**DATA FOR THIS EXERCISE:**
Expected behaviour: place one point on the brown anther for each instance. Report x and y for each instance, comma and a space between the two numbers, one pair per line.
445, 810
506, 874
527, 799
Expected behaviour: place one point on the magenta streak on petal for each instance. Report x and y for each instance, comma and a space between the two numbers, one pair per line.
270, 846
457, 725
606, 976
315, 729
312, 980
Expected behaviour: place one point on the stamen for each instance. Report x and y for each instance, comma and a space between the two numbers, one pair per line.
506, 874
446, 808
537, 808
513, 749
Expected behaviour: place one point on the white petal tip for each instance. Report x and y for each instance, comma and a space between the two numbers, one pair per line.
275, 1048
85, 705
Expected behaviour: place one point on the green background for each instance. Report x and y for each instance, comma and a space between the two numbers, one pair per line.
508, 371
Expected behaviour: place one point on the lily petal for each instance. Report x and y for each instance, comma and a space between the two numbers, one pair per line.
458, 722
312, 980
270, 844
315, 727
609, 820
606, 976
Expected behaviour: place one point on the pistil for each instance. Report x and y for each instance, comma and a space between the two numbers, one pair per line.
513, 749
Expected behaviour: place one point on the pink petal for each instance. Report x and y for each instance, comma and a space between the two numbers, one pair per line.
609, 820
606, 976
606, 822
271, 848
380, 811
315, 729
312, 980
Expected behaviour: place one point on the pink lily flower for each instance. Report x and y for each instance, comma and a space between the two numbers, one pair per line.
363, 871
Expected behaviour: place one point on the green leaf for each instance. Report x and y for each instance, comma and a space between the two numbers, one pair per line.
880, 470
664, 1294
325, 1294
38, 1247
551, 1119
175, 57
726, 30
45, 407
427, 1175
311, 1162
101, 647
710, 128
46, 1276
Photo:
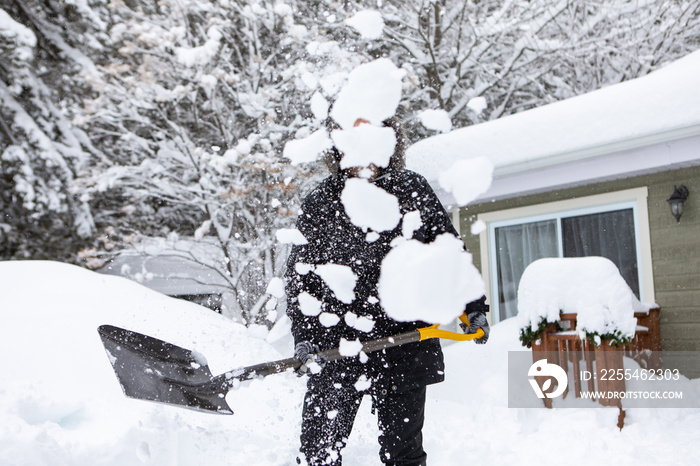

**WHAT THE TASK REQUIRES:** Rewrite all the lines above, swapping every "instance" for "occurrence" and changing nothing else. Leave the picture out.

**FULL RESPONSE:**
Expected behaviour: place one point on the brown anther for each occurrence. Report x and y for each occurrence, comma and a space between the two numbers, one pair per line.
445, 810
506, 874
527, 799
Expected behaviour: place one point on the magenta streak on petal for each occurrence. Report x and y for each occurrence, comma and a space between the two numbers, one pair per line.
270, 846
457, 725
606, 976
315, 729
312, 980
Expected behaviour: place one point on the stamen for each occurrence. Report x and y for each occurrence, comma and a space between the two numbers, one pair per line.
506, 874
446, 808
537, 808
513, 749
Expected behaviour: place one point on the white petal tip for each occurrence. Report x and y for each occurrence, comma and a space between the two numbers, one pair per line.
275, 1048
85, 705
Expected behaviour: place one point on the green background for each occurrence. Report x and y for each occurrence, comma and a space between the two numbers, one pair per line.
508, 371
Expected behaviour: place one point on the lily petal for each occurrence. Report x and y for each occurrence, comma and a space between the two numbers, one pair per line.
458, 722
312, 980
270, 844
315, 727
609, 820
606, 976
Expected behaviour: place one point on the pistil for each occurrence. Report x and y for each occurrence, comma and a space between the two numbers, one pair per line.
513, 749
Expected behaviour: place one point on the pink petal for each occurrence. Report x and y for each occurrence, comma and a space between the two numbers, one pair per line.
609, 820
606, 976
606, 822
271, 848
380, 811
315, 729
312, 980
Expected behaviour: place one point on the pink lily flower for each occurrence. Report x and y for each occurrence, comma and a space between the two numbers, one pair per line.
363, 871
Expected behaviour: place one point on the green leaf for each occurrence. Report x and y for each occurrence, comma and a space between the two numbers, one pair per line.
880, 470
664, 1294
325, 1294
38, 1247
551, 1119
175, 57
726, 30
45, 407
427, 1175
311, 1162
101, 647
710, 128
46, 1276
Photo:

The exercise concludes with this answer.